**** Records

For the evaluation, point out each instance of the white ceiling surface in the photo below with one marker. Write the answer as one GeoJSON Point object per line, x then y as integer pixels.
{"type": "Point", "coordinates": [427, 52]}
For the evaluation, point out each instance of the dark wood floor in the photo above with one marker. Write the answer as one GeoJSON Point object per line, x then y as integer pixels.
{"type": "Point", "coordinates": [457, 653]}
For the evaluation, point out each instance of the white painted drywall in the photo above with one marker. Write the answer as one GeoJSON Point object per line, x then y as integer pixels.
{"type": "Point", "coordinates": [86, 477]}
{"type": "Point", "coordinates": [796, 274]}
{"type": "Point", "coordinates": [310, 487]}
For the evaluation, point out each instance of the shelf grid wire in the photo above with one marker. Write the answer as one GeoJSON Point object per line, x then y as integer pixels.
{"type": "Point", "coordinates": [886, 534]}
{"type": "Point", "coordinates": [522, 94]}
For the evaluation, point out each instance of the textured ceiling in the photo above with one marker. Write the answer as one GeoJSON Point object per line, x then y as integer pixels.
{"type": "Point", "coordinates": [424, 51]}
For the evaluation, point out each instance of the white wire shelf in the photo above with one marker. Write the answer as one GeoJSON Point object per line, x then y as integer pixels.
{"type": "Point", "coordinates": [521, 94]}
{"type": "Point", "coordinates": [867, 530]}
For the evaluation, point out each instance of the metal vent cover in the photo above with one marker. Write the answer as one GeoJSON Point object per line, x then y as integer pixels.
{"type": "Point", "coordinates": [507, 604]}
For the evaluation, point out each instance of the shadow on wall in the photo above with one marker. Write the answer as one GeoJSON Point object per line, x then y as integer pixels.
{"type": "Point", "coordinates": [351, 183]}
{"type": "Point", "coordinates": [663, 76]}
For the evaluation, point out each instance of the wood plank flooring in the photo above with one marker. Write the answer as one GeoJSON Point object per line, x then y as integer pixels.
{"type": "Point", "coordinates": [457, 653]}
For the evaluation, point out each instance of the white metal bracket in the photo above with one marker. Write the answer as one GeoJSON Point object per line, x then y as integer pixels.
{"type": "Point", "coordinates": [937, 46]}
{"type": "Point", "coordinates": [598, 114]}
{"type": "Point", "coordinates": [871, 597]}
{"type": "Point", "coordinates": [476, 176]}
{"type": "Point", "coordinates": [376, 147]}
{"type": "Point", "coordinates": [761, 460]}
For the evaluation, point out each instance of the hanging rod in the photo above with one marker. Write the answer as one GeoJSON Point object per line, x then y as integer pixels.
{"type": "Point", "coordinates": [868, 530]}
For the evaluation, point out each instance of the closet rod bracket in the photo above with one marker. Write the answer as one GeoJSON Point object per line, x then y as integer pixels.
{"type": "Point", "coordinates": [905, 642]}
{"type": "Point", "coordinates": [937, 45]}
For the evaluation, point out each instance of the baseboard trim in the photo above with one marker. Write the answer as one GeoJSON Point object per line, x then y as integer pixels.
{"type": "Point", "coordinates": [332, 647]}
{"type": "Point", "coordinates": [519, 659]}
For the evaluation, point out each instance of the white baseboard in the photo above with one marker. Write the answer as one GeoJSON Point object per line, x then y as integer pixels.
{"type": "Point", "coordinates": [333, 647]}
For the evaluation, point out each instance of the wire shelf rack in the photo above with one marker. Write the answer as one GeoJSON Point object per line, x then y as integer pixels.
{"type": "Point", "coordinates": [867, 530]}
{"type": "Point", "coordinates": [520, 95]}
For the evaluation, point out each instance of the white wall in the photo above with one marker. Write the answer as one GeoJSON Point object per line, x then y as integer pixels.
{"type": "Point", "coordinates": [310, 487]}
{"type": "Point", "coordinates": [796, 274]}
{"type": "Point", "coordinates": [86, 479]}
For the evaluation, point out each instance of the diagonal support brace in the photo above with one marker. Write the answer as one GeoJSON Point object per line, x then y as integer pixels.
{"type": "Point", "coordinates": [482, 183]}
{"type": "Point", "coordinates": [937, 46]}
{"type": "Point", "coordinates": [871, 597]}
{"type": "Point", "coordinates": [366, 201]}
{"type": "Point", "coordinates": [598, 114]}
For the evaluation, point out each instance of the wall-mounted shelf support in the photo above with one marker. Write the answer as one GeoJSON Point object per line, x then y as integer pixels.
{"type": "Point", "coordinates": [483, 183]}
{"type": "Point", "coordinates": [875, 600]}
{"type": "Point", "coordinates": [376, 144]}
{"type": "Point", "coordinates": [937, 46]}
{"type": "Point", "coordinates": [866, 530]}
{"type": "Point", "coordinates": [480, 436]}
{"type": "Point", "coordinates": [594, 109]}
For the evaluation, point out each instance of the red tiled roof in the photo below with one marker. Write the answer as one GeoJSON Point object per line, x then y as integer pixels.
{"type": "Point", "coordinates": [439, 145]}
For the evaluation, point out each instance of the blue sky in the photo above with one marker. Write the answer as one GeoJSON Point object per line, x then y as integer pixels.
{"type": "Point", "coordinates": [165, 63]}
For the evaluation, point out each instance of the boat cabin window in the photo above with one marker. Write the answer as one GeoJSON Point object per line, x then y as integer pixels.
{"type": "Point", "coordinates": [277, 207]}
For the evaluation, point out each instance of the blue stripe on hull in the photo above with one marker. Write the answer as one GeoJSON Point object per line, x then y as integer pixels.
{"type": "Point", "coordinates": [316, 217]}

********

> What you have to do:
Write out the whole listing exactly.

> Full output:
For the evaluation, point out each instance of the white ceiling surface in the photo below with one marker. Write the answer as one GeoJSON Point object per line, x then y as integer pixels.
{"type": "Point", "coordinates": [427, 52]}
For the evaluation, point out each instance of the dark wood floor in the photo above with one marker. Write the answer as one GeoJSON Point object per line, x then y as integer pixels.
{"type": "Point", "coordinates": [457, 653]}
For the evaluation, point out each instance of the white painted drywall in the photo above with one marker. Write the answer as one GeoJSON Point object per line, x then y as integer pixels.
{"type": "Point", "coordinates": [86, 477]}
{"type": "Point", "coordinates": [796, 274]}
{"type": "Point", "coordinates": [310, 487]}
For the evaluation, point out each instance of the shelf grid wire in the photo above with one marker. Write the answer as one GeoJSON Point object per line, x then y as integer pixels.
{"type": "Point", "coordinates": [886, 534]}
{"type": "Point", "coordinates": [522, 94]}
For the evaluation, point out each instance of the textured ceiling in the photo above with one marker. Write the answer as one GeoJSON Point object per line, x then y as integer pixels.
{"type": "Point", "coordinates": [424, 51]}
For the evaluation, point out each instance of the white wire shelf in the photo above with one marker. Write the answer as one GeoJSON Point object per line, x then y as integer pixels.
{"type": "Point", "coordinates": [521, 94]}
{"type": "Point", "coordinates": [867, 530]}
For the evaluation, point out each instance of the metal vent cover in the photo above with one marker. Write the answer as one GeoJSON Point object per line, x then y as integer pixels.
{"type": "Point", "coordinates": [507, 604]}
For the evaluation, point out each instance of the shadow on wall in the photo above with one marker. Write the answer as one GeoJSON Point object per line, x then y as integer pixels.
{"type": "Point", "coordinates": [351, 183]}
{"type": "Point", "coordinates": [663, 76]}
For the evaluation, point out each instance of the wood plank flooring in the photo above with one marker. Write the answer as one GeoJSON Point object per line, x then y as integer pixels.
{"type": "Point", "coordinates": [457, 653]}
For the evaluation, point out each instance of the white metal bracket in the photo above with one marker. Write the answer as one GeoJSON Point object per line, x then y as integer pixels.
{"type": "Point", "coordinates": [937, 46]}
{"type": "Point", "coordinates": [598, 114]}
{"type": "Point", "coordinates": [871, 597]}
{"type": "Point", "coordinates": [476, 176]}
{"type": "Point", "coordinates": [376, 147]}
{"type": "Point", "coordinates": [761, 460]}
For the evaluation, point out each instance of the hanging rod in the photo above with one marker. Write the answer as one GeoJSON Point object per line, x then y as integer pixels.
{"type": "Point", "coordinates": [868, 530]}
For the evaluation, point out each instance of the closet rod bracket in the photo above with one marker. Write the answer as one GeoJSON Point object per line, x then y as integer pixels.
{"type": "Point", "coordinates": [905, 642]}
{"type": "Point", "coordinates": [937, 45]}
For the evaluation, point out each instance of the baseboard trim in the photo above with one marker. Write the answer as one GeoJSON Point object per line, x then y as integer pixels.
{"type": "Point", "coordinates": [332, 647]}
{"type": "Point", "coordinates": [519, 659]}
For the evaluation, point out each instance of the white baseboard in the photo above with one marker. Write the answer as one GeoJSON Point object per line, x then y as integer pixels.
{"type": "Point", "coordinates": [333, 647]}
For the evaluation, point out each instance of the wire shelf rack in the photo above with one marker. Write the answer as one GeoJSON Point object per line, x then y as integer pixels.
{"type": "Point", "coordinates": [867, 530]}
{"type": "Point", "coordinates": [520, 95]}
For the evaluation, point out each instance of the white wall in the photo above with one marker. Write the answer as one GeoJSON Point object per line, x then y as integer pixels.
{"type": "Point", "coordinates": [310, 487]}
{"type": "Point", "coordinates": [796, 274]}
{"type": "Point", "coordinates": [86, 479]}
For the evaluation, point out each instance of the diagonal support brace in the photo above with one marker. Write the answer as one GeoJSON Point object per line, x then y as integer pixels.
{"type": "Point", "coordinates": [482, 183]}
{"type": "Point", "coordinates": [937, 46]}
{"type": "Point", "coordinates": [871, 597]}
{"type": "Point", "coordinates": [366, 201]}
{"type": "Point", "coordinates": [598, 114]}
For the evaluation, point out each instance of the wall-mounted shelf support in the photo above with one marker. Write the answer as one GeoJSON Point object per line, x then y as integer pixels.
{"type": "Point", "coordinates": [483, 183]}
{"type": "Point", "coordinates": [875, 600]}
{"type": "Point", "coordinates": [376, 144]}
{"type": "Point", "coordinates": [937, 46]}
{"type": "Point", "coordinates": [866, 530]}
{"type": "Point", "coordinates": [480, 436]}
{"type": "Point", "coordinates": [594, 109]}
For the evaluation, point out each instance of the red tiled roof in the photo below with one marker. Write the answer as one GeoJSON Point object per line, x then y as integer pixels.
{"type": "Point", "coordinates": [439, 145]}
For the evaluation, point out each instance of the blue sky in the photo above with one marker. Write the answer as one GeoJSON Point object per line, x then y as integer pixels.
{"type": "Point", "coordinates": [165, 63]}
For the evaluation, point out each instance of the boat cabin window in the photo above with one marker. Write the answer as one GeoJSON Point object per line, x then y as integer pixels.
{"type": "Point", "coordinates": [277, 207]}
For the evaluation, point out each instance of the blue stripe on hull in the photo above with one marker. Write the answer as one GeoJSON Point object per line, x then y as integer pixels.
{"type": "Point", "coordinates": [316, 217]}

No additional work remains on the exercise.